> [TASK PROMPT]: Can you reproduce the data listing below with "test script" renamed to "automation script" everywhere it appears, leaving everything else unchanged?

[Data listing]
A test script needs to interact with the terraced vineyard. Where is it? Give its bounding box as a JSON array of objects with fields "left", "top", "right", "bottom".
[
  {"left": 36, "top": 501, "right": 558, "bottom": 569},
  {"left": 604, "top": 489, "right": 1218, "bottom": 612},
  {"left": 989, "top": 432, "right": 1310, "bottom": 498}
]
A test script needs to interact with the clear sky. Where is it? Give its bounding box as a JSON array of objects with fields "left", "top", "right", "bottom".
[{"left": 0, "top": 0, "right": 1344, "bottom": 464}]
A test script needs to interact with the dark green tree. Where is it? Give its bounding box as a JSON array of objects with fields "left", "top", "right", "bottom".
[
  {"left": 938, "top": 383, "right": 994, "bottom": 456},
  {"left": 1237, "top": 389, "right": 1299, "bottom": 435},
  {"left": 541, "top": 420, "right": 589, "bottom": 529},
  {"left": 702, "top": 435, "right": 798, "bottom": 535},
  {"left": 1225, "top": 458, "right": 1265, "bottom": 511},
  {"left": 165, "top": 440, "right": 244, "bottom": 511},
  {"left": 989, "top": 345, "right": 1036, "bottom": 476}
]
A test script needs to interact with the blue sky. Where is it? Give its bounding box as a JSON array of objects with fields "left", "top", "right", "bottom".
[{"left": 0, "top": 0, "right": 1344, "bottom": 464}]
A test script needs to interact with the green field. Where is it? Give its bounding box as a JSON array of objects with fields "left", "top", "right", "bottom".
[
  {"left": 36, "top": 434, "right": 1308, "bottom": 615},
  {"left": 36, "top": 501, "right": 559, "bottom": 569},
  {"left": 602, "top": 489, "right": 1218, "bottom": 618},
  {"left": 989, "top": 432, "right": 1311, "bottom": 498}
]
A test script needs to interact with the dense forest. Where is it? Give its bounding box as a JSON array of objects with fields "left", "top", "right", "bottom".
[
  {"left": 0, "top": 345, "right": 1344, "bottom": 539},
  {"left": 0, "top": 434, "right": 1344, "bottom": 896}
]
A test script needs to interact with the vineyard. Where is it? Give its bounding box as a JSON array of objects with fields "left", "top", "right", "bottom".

> [FINISHED ANSWER]:
A automation script needs to interact with the terraced vineyard. Where is it? Give its bounding box as a JSON array of objects with fields "left", "top", "right", "bottom".
[
  {"left": 36, "top": 501, "right": 558, "bottom": 569},
  {"left": 604, "top": 489, "right": 1218, "bottom": 612},
  {"left": 989, "top": 432, "right": 1310, "bottom": 498}
]
A automation script needs to interact with the clear sky. Where is it? Give its bounding box as a JSON array of objects with fields "left", "top", "right", "bottom".
[{"left": 0, "top": 0, "right": 1344, "bottom": 464}]
A automation script needs to interact with the dark green tree. Where is it? Give its bounding box as a JSON array of objects with fields "left", "top", "right", "bottom".
[
  {"left": 938, "top": 383, "right": 994, "bottom": 456},
  {"left": 1237, "top": 389, "right": 1299, "bottom": 435},
  {"left": 541, "top": 420, "right": 589, "bottom": 529},
  {"left": 702, "top": 435, "right": 798, "bottom": 535},
  {"left": 1225, "top": 458, "right": 1265, "bottom": 511},
  {"left": 165, "top": 440, "right": 244, "bottom": 511},
  {"left": 989, "top": 345, "right": 1036, "bottom": 476}
]
A automation script needs to interact with the blue sky. Where is it? Give its bounding box as a JSON array of objects with fields "left", "top", "right", "bottom".
[{"left": 0, "top": 0, "right": 1344, "bottom": 464}]
A automation script needs to interact with the green field. Where is it? Give its bounding box as a JSON array of objects with fields "left", "top", "right", "bottom".
[
  {"left": 36, "top": 434, "right": 1308, "bottom": 615},
  {"left": 36, "top": 501, "right": 559, "bottom": 569},
  {"left": 602, "top": 489, "right": 1218, "bottom": 618},
  {"left": 989, "top": 432, "right": 1311, "bottom": 498}
]
A automation script needs to interact with the dense forest. Where is it? Give its bounding box as a JSON array of objects with fields "left", "top", "right", "bottom".
[
  {"left": 0, "top": 345, "right": 1344, "bottom": 539},
  {"left": 0, "top": 434, "right": 1344, "bottom": 896}
]
A automation script needs to interact with the vineyard. Where is it? Give its bounding box as a JSON array of objects with fields "left", "top", "right", "bottom".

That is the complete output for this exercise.